>> Begin

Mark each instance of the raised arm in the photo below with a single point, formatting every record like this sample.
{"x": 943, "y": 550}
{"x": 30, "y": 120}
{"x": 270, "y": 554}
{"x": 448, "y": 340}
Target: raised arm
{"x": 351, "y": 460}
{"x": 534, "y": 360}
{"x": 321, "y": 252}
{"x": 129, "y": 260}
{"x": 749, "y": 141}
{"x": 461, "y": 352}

>> End
>> Begin

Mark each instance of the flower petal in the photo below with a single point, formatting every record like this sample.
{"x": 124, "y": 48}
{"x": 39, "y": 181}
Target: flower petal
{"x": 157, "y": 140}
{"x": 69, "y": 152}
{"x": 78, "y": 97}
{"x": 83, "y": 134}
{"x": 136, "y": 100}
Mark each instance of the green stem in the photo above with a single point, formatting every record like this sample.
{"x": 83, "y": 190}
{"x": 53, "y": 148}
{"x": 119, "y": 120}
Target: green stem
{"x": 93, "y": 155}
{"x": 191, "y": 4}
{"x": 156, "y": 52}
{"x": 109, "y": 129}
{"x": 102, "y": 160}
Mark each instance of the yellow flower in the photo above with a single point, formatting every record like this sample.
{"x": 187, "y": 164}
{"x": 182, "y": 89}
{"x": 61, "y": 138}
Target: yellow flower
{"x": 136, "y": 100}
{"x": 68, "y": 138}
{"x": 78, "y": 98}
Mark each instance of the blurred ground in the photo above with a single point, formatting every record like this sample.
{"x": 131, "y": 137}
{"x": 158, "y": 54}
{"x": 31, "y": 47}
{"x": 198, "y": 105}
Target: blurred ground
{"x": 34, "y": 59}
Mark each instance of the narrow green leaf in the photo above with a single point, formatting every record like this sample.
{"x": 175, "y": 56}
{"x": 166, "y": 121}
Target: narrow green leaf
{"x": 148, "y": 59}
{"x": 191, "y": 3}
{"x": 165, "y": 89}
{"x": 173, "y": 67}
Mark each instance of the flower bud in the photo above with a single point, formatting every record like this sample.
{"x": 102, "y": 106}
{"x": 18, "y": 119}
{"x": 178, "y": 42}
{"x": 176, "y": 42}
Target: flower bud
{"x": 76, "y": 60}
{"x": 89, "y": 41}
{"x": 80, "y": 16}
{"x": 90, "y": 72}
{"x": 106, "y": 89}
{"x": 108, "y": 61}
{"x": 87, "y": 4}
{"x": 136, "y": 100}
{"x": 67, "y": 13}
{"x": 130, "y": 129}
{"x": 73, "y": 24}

>> End

TASK BRIEF: Locate each line in the records above that contains the word "ground" and copy those lines out.

SOLUTION FOR THIS PROBLEM:
Mark each instance of the blurred ground in the photo above with a single point, formatting every record like this sample.
Target: blurred ground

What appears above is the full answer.